====== Material for this exercise

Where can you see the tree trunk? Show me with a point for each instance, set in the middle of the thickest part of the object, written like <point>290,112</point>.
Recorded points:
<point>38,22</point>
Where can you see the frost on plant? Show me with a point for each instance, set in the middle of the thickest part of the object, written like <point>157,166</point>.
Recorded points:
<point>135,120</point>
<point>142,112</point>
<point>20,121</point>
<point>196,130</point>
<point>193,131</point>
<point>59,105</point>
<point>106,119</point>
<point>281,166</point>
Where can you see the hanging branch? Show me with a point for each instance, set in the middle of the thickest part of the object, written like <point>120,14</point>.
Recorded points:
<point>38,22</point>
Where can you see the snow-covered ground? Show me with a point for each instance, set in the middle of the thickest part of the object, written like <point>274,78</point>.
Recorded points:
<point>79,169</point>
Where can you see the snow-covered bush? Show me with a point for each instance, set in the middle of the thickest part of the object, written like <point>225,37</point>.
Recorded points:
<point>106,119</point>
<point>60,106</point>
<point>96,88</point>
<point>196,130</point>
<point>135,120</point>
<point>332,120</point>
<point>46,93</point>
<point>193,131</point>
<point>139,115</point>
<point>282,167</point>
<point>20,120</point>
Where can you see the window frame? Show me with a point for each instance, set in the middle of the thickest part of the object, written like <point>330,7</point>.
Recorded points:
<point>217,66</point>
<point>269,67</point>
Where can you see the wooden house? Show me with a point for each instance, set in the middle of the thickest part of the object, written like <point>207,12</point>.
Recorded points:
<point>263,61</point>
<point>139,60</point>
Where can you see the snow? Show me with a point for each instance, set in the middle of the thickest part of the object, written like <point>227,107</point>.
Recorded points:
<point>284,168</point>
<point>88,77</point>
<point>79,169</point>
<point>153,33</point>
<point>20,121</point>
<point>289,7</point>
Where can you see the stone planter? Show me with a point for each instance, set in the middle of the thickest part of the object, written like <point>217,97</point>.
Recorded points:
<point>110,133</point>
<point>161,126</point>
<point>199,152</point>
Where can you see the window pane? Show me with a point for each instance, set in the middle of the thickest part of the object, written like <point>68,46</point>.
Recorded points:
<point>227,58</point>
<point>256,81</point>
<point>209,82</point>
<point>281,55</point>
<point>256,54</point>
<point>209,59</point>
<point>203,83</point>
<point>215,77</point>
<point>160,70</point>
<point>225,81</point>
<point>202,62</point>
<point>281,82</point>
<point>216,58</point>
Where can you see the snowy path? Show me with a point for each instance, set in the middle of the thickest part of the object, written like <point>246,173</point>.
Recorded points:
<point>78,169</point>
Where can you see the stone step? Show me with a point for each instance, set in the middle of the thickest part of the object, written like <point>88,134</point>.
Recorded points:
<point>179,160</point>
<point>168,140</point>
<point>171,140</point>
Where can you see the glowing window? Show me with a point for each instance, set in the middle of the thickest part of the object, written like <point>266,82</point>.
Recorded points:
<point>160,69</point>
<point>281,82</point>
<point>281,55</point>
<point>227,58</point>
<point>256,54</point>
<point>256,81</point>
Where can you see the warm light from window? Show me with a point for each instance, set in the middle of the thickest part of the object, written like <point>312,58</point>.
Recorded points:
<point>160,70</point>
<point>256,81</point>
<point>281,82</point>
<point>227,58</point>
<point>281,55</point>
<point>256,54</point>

============

Give back each line above exactly as written.

Where can you see the tree trunk? Show me with a point for each instance, set in the middle of the thickest part of the object, written like <point>290,112</point>.
Recorded points:
<point>38,22</point>
Where can you see the frost on plant? Show me with a point for each instance, set in the middle of the thickest part of the object, written like <point>157,166</point>.
Recorded points:
<point>135,120</point>
<point>142,112</point>
<point>20,121</point>
<point>196,130</point>
<point>193,131</point>
<point>59,105</point>
<point>106,119</point>
<point>281,166</point>
Where can you see the hanging branch? Show me with a point for each instance, set in the middle of the thickest part of the object, written like <point>120,14</point>.
Recorded points:
<point>38,22</point>
Where can you see the snow-covered ground? Show me with a point for each instance, set in the middle of the thickest part of the object, written like <point>274,78</point>.
Recorded points:
<point>79,169</point>
Where can you see the snow-covered bush? Show me with a point for each instance, set in the middle of the thickest part of the object, written like <point>225,37</point>.
Recorded points:
<point>106,119</point>
<point>60,106</point>
<point>96,88</point>
<point>196,130</point>
<point>135,120</point>
<point>332,120</point>
<point>46,93</point>
<point>193,131</point>
<point>139,115</point>
<point>282,167</point>
<point>20,120</point>
Where can you see the window frame? Show me with a point for each instance, set in the middle of the thickest part of the object, written like <point>330,7</point>.
Recorded points:
<point>217,66</point>
<point>269,67</point>
Where can you see the wooden house? Show me with a point for each instance, set in the middle of the thickest part of the object, written like <point>207,12</point>.
Recorded points:
<point>263,61</point>
<point>139,60</point>
Where can you see the snow? Show me with a point for each instance, set in the middle of the thickest part of the object, written like <point>227,107</point>.
Recorded points:
<point>284,168</point>
<point>88,77</point>
<point>79,169</point>
<point>153,33</point>
<point>20,121</point>
<point>289,7</point>
Where can you see the stone planter? Show me with a point for each instance, set in the middle of the thickest part of the object, written like <point>217,97</point>.
Recorded points:
<point>110,133</point>
<point>161,126</point>
<point>199,152</point>
Where can you see the window pane? Show me with a point for each instance, set in the middle of the thickest part of the object, written like <point>68,46</point>.
Recorded points:
<point>227,58</point>
<point>256,81</point>
<point>209,82</point>
<point>281,55</point>
<point>256,54</point>
<point>209,59</point>
<point>203,83</point>
<point>215,77</point>
<point>160,70</point>
<point>225,81</point>
<point>202,62</point>
<point>281,82</point>
<point>216,58</point>
Where can you see the snowy path? Show me with a point for each instance, set in the middle of the thickest part of the object, written like <point>246,173</point>.
Recorded points:
<point>78,169</point>
Where can you see the stone step? Show me with a point for each instance, set in the middle of the thickest part of the object, written like <point>88,134</point>.
Recorded points:
<point>179,160</point>
<point>168,140</point>
<point>171,140</point>
Where can you see the glowing window? Show me with a point for each instance, set in the middle of the thickest part of the object, written like <point>266,82</point>.
Recorded points:
<point>160,69</point>
<point>281,82</point>
<point>281,55</point>
<point>227,58</point>
<point>256,54</point>
<point>256,81</point>
Where can you see the warm light from window? Show me with a point for each instance, set in the middle of the thickest part of the object, written like <point>312,58</point>.
Recorded points:
<point>160,70</point>
<point>256,81</point>
<point>281,82</point>
<point>227,58</point>
<point>281,55</point>
<point>256,54</point>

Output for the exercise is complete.